- _SHORT EXERCISE 1_
In the listing, copy verbatim every line from the one containing "Task: locate the pink curtain" up to and including the one containing "column 471, row 90".
━━━ PASSAGE ━━━
Need help on simple linear regression proof

**sabercn** · September 15th 2012, 03:37 PM

I want to derive the least square estimation of the coefficients for y=B_0+B_1*x_1+e

Can someone walk me through how to get from B to D in the image below?

http://i.imgur.com/9zwvO.jpg

I can do it through taking the derivative of the residual sum of squares, but I want to know how to do the proof through the general formula.

**Prove It** · September 15th 2012, 09:26 PM

I'm going to call $\displaystyle \begin{align*} \mathbf{Y} = \left[ \begin{matrix} y_1 \\ y_2 \\ \vdots \\ y_n \end{matrix} \right], \mathbf{X} = \left[ \begin{matrix} 1 & x_1 \\ 1 & x_2 \\ \vdots & \vdots \\ 1 & x_n \end{matrix} \right] \end{align*}$ and $\displaystyle \begin{align*} \mathbf{\beta} = \left[ \begin{matrix} \beta_1 \\ \beta_2 \\ \vdots \\ \beta_n \end{matrix} \right] \end{align*}$ , then, assuming no error, we have the equation $\displaystyle \begin{align*} \mathbf{Y} &= \mathbf{X}\mathbf{\beta} \end{align*}$ , with the aim to solve for $\displaystyle \begin{align*} \mathbf{\beta} \end{align*}$ .
━━━ PROVIDED RECORDS ━━━
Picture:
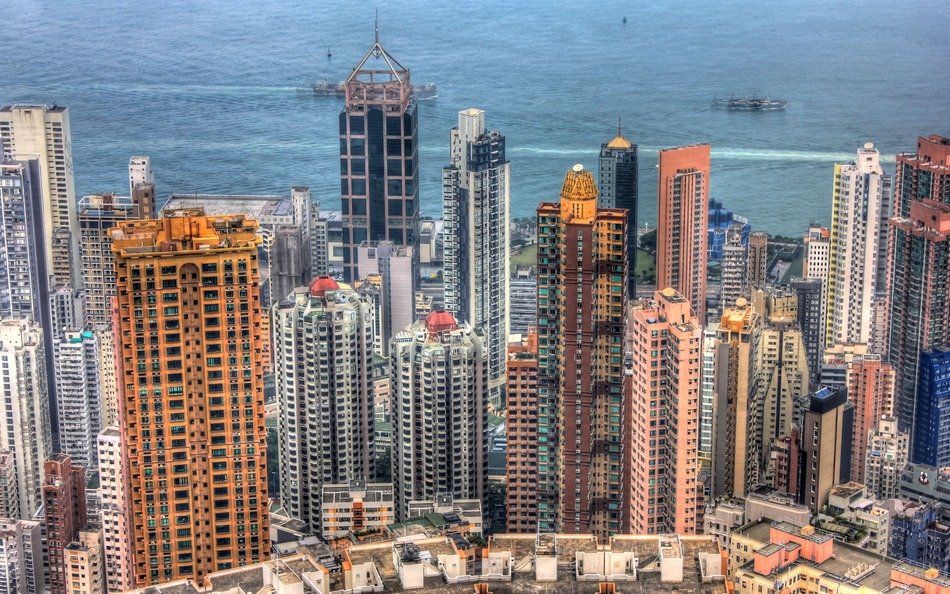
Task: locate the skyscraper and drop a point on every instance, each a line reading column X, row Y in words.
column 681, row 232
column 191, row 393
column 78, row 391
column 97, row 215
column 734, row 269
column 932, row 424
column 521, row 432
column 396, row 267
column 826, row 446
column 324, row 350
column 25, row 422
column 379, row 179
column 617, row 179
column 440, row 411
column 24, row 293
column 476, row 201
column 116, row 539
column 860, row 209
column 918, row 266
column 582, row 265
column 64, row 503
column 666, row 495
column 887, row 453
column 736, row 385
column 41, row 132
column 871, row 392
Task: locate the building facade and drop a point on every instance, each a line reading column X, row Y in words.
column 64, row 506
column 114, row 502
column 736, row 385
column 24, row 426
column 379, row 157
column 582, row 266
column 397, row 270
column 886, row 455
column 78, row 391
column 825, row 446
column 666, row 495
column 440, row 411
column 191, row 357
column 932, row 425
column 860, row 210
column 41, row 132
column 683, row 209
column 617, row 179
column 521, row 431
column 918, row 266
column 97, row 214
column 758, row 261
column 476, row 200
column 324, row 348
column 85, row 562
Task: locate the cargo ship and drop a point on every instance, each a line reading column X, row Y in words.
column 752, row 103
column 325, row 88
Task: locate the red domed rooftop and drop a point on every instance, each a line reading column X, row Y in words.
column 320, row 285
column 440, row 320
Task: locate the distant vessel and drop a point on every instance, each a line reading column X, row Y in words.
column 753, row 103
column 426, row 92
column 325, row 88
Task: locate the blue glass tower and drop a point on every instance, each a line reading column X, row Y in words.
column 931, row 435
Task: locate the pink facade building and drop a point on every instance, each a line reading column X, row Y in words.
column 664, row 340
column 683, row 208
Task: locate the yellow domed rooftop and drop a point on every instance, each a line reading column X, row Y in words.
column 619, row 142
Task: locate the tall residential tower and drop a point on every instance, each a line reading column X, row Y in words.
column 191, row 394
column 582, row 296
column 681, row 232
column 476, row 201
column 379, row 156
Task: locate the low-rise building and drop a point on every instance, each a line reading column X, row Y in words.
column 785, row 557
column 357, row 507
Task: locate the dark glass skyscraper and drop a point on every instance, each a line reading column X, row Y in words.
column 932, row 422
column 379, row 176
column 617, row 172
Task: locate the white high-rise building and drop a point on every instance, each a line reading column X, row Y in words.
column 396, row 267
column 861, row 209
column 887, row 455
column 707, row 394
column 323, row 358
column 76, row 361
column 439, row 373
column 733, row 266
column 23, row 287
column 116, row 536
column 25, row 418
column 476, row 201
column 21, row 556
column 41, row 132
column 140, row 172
━━━
━━━ PROVIDED RECORDS ━━━
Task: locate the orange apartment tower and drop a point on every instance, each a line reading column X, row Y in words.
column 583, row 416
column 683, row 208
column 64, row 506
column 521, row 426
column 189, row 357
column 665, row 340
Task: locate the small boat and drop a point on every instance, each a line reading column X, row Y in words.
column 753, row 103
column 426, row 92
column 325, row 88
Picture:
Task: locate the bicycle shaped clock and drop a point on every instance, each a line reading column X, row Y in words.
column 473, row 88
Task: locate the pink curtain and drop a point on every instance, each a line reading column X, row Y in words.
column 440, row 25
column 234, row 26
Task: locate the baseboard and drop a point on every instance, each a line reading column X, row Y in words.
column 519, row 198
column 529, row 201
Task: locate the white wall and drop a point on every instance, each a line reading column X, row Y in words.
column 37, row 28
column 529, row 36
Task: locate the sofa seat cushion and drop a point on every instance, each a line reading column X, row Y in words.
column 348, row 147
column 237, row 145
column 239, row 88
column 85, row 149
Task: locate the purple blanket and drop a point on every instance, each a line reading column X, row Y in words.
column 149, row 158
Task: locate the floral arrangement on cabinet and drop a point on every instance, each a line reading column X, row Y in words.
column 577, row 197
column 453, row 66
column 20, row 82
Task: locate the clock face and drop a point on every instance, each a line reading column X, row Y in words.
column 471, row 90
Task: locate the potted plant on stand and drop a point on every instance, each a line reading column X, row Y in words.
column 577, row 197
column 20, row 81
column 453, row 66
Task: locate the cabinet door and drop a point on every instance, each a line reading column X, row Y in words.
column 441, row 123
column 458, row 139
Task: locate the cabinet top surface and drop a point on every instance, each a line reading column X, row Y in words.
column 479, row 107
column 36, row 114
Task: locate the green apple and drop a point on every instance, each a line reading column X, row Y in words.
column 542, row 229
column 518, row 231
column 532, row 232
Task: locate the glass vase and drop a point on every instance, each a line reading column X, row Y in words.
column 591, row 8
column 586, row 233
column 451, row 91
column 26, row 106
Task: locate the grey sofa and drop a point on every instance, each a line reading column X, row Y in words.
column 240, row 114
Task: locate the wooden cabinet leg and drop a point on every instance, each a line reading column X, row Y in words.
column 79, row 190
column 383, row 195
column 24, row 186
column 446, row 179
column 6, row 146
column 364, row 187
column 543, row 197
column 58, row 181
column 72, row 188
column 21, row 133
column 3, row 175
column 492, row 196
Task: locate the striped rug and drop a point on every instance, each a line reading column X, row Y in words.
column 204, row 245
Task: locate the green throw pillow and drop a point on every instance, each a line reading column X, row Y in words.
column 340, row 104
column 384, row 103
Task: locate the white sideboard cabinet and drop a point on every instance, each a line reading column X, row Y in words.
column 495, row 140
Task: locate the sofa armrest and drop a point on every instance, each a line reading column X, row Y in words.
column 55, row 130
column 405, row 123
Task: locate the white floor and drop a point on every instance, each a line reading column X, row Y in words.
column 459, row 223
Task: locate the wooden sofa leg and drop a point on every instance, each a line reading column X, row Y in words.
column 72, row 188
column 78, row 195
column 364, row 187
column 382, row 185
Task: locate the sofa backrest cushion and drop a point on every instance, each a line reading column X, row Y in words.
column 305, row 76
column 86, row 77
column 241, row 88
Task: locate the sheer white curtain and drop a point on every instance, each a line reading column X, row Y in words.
━━━
- _SHORT EXERCISE 2_
Go on with the thread about the simple linear regression proof, starting after its last sentence.

- _RESPONSE 1_
Task: locate the pink curtain and drop a point on every instance, each a line reading column X, row Y in words.
column 440, row 25
column 234, row 26
Task: locate the baseboard and drop a point on every instance, each a line reading column X, row Y in words.
column 519, row 198
column 529, row 201
Task: locate the white wall and drop a point on every instance, each a line reading column X, row Y in words.
column 37, row 28
column 529, row 36
Task: locate the sofa seat cushion and drop a point on every instance, each a line reading column X, row Y in words.
column 348, row 147
column 237, row 145
column 239, row 88
column 85, row 149
Task: locate the purple blanket and drop a point on every instance, each a line reading column X, row Y in words.
column 149, row 158
Task: locate the floral arrangement on cabinet and drop a point on every instance, each a line reading column X, row Y in words.
column 577, row 197
column 453, row 66
column 20, row 82
Task: locate the clock face and drop a point on every instance, each a line reading column X, row Y in words.
column 471, row 90

- _RESPONSE 2_
Normally, what could be done is to premultiply both sides by $\displaystyle \begin{align*} \mathbf{X}^{-1} \end{align*}$ , but we can't do that in this case because $\displaystyle \begin{align*} \mathbf{X} \end{align*}$ is not a square matrix. But we can CREATE a square matrix by premultiplying both sides by $\displaystyle \begin{align*} \mathbf{X}^T \end{align*}$ first. This gives the equation $\displaystyle \begin{align*} \mathbf{X}^T\mathbf{Y} = \mathbf{X}^T\mathbf{X}\mathbf{\beta} \end{align*}$ .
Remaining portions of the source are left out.